■ **TASK GOAL**: What you return must match the entries word for word, minus the pictures.

(Saved entries)
------------------------------

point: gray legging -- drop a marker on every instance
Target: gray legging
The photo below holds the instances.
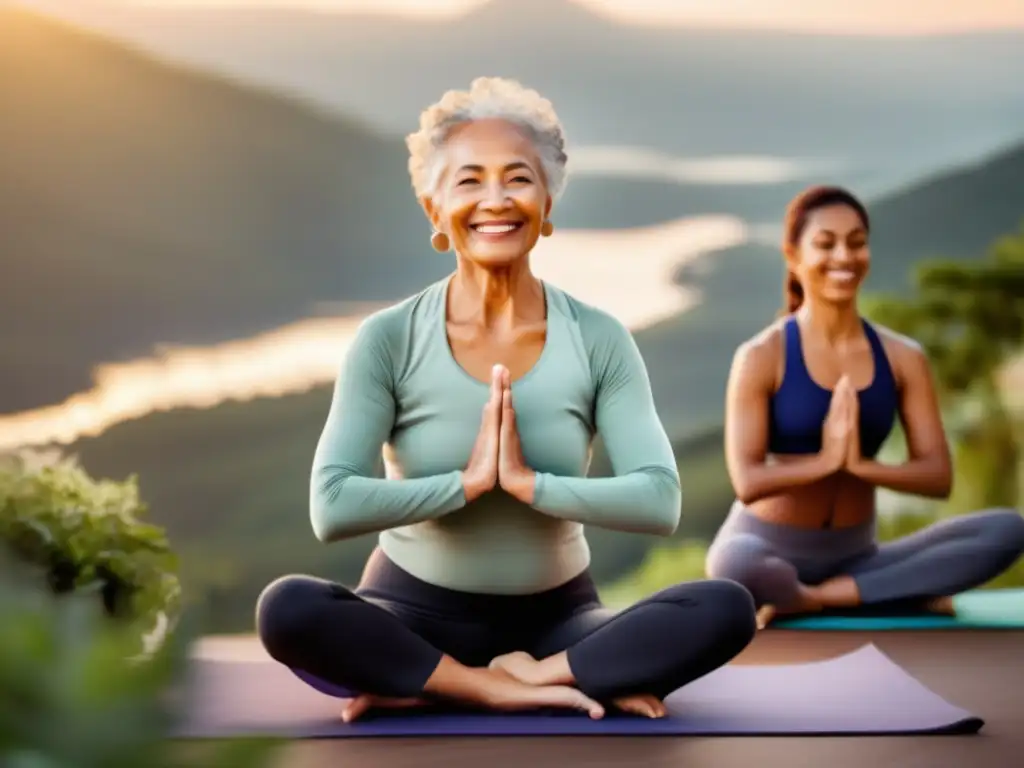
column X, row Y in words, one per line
column 948, row 557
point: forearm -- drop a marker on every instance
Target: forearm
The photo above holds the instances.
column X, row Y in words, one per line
column 642, row 502
column 927, row 477
column 345, row 506
column 763, row 480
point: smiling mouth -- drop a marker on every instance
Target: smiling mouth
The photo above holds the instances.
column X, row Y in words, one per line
column 843, row 275
column 496, row 227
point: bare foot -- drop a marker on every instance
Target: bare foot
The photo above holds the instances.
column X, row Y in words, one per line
column 518, row 665
column 942, row 605
column 508, row 694
column 359, row 706
column 641, row 704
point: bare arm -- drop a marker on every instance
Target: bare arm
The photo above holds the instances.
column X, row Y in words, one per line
column 748, row 394
column 928, row 471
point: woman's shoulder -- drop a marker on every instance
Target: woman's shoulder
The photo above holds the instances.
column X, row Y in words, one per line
column 904, row 352
column 389, row 329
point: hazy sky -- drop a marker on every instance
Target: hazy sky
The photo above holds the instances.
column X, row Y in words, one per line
column 872, row 16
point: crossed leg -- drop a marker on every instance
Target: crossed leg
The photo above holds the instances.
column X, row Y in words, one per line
column 948, row 557
column 932, row 565
column 651, row 648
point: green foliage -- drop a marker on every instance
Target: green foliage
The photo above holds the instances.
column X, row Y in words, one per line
column 70, row 697
column 969, row 316
column 664, row 566
column 88, row 536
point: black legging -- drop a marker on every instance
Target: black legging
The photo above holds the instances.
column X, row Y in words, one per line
column 387, row 637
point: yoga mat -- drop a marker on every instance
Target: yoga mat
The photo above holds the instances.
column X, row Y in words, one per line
column 860, row 693
column 987, row 609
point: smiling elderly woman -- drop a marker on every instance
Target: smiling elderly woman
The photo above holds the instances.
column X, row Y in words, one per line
column 486, row 389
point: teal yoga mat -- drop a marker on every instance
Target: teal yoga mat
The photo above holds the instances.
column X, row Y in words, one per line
column 988, row 609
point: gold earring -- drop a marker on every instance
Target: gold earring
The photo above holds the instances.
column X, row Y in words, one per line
column 439, row 242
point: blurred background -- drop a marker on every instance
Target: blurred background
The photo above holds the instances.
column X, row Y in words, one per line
column 201, row 199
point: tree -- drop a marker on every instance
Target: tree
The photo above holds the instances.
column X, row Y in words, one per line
column 969, row 317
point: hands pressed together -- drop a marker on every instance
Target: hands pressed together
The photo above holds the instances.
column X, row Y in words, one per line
column 497, row 457
column 513, row 681
column 841, row 433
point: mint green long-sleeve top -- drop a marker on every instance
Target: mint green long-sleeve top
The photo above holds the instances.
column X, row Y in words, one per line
column 400, row 386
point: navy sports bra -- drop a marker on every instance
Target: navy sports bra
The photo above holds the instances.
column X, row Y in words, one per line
column 798, row 410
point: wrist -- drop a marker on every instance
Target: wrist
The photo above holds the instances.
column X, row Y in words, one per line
column 855, row 466
column 471, row 487
column 830, row 461
column 523, row 485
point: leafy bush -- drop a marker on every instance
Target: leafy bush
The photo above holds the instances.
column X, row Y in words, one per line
column 88, row 536
column 70, row 698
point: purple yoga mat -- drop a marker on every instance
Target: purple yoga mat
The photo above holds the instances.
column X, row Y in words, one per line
column 860, row 693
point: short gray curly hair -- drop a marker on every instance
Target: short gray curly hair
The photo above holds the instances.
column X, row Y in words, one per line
column 487, row 97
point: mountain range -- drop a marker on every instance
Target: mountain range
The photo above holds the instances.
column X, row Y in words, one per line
column 146, row 203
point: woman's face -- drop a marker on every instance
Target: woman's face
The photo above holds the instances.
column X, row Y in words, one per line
column 833, row 257
column 492, row 199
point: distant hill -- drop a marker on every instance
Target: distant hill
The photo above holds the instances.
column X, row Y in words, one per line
column 891, row 105
column 237, row 500
column 143, row 204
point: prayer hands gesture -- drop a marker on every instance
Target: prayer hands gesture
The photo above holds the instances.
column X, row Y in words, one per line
column 841, row 434
column 497, row 458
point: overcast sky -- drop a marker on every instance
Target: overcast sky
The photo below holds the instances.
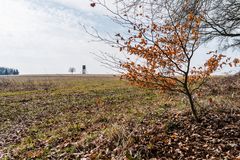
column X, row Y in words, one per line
column 46, row 37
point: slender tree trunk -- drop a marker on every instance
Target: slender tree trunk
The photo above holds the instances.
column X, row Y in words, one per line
column 193, row 108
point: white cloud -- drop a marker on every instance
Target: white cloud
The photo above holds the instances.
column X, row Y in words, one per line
column 40, row 36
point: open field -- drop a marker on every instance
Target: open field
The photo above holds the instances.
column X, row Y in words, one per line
column 102, row 117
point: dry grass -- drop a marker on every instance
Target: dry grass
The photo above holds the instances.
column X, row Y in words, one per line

------------------------------

■ **COMPLETED EXERCISE**:
point: gray legging -- drop a marker on every instance
Target: gray legging
The photo below holds the instances.
column X, row Y in words, one per line
column 948, row 557
point: forearm -- drop a marker on every instance
Target: forearm
The photo above holds the instances.
column X, row Y in words, one per line
column 642, row 502
column 927, row 477
column 345, row 506
column 763, row 480
point: smiling mouth -- drop a marker on every instance
Target: smiling mouth
The photo above holds the instances.
column X, row Y in words, one per line
column 843, row 275
column 496, row 227
point: bare foot -- drop a marker on every instance
Target: bare foot
The photo above holds the instances.
column X, row Y in words, one per line
column 518, row 665
column 942, row 605
column 508, row 694
column 359, row 706
column 641, row 704
point: bare arm -- drop a marker on every instance
Target: bare arm
The photo above holds the instances.
column X, row Y in words, one per line
column 748, row 394
column 928, row 471
point: woman's shoulder -- drop a marker on every instance
Target: woman's shoulder
The photo above holds the instances.
column X, row Y in words, one per line
column 904, row 352
column 389, row 329
point: hazy sky -- drop a marker on every instance
Target: hazy sky
The photo above holds the instances.
column X, row Y in words, one per line
column 872, row 16
point: crossed leg -- drop a marker on every instance
Target: crossed leg
The photo above holds the instances.
column X, row Y in words, one per line
column 948, row 557
column 932, row 565
column 651, row 648
point: green foliage -- drop a marker on every instance
Target: green foliage
The photo above holds the instances.
column X, row Y in words, one per line
column 70, row 697
column 969, row 316
column 664, row 566
column 88, row 536
point: black legging -- drop a marker on every instance
Target: black legging
The photo above holds the instances.
column X, row Y in words, one per line
column 387, row 637
point: yoga mat -- drop a marker on every instance
Target: yoga mat
The photo above holds the instances.
column X, row Y in words, one per line
column 860, row 693
column 987, row 609
point: smiling elderly woman -- drop a marker on every instance
Target: smiling elderly woman
The photo above holds the instances.
column X, row Y in words, one per line
column 486, row 389
point: teal yoga mat -- drop a marker on every instance
Target: teal yoga mat
The photo above holds the instances.
column X, row Y in words, one per line
column 988, row 609
point: gold earring -- drop a marker on every instance
Target: gold earring
The photo above holds the instances.
column X, row Y in words, one per line
column 439, row 242
point: blurred background -- drop a marker on every instance
Target: blurred background
The photo above holds the instances.
column X, row Y in words, one per line
column 201, row 199
point: tree -- drop a marker on every instance
Target: tree
The photo above holds the instances.
column X, row Y in words, one per line
column 969, row 317
point: hands pressed together -- drop a marker on every instance
Target: hands pressed together
The photo above holds the instances.
column X, row Y in words, one per line
column 497, row 457
column 513, row 681
column 841, row 433
point: mint green long-sleeve top -- drop a marker on every instance
Target: mint green long-sleeve top
The photo above holds the instances.
column X, row Y in words, one per line
column 400, row 386
point: navy sports bra -- drop a marker on every instance
Target: navy sports bra
The photo above holds the instances.
column X, row Y in words, one per line
column 798, row 410
point: wrist -- drop a marker on every instance
Target: wrist
The photo above holds the instances.
column X, row Y in words, one per line
column 855, row 466
column 471, row 487
column 830, row 461
column 523, row 485
point: leafy bush -- drop a marker on every instance
Target: leafy bush
The photo above holds the instances.
column X, row Y in words, one per line
column 88, row 536
column 70, row 698
point: purple yoga mat -- drop a marker on every instance
Target: purple yoga mat
The photo above holds the instances.
column X, row Y in words, one per line
column 860, row 693
point: short gray curly hair -- drop a marker on every instance
Target: short gray curly hair
The photo above holds the instances.
column X, row Y in words, one per line
column 487, row 97
point: mountain range -- drop a marker on every instance
Target: mountain range
The photo above holds the instances.
column X, row Y in words, one per line
column 146, row 203
point: woman's face -- drop a marker on every instance
Target: woman's face
The photo above holds the instances.
column X, row Y in words, one per line
column 833, row 257
column 492, row 199
point: distant hill -- drop a marker on every instance
Target: distant hill
The photo above holds the instances.
column X, row Y in words, one per line
column 891, row 105
column 237, row 500
column 143, row 204
point: prayer hands gesture -- drop a marker on every instance
Target: prayer hands gesture
The photo above holds the instances.
column X, row Y in words, one per line
column 841, row 434
column 497, row 458
point: overcast sky -- drop a marker on every instance
Target: overcast sky
The photo below holds the instances.
column X, row Y in words, one per line
column 46, row 37
point: slender tree trunk -- drop a marker on every instance
Target: slender tree trunk
The photo above holds the instances.
column X, row Y in words, one per line
column 193, row 108
point: white cloud -- drop a marker on every instance
Target: white cloud
The photo above holds the instances.
column X, row Y in words, one per line
column 40, row 36
point: open field -- drop a marker on every instance
Target: open field
The photo above holds the instances.
column X, row Y in words, one per line
column 102, row 117
point: dry grass -- drop a marker on every instance
Target: dry grass
The photo above holds the instances.
column X, row Y in words, one per line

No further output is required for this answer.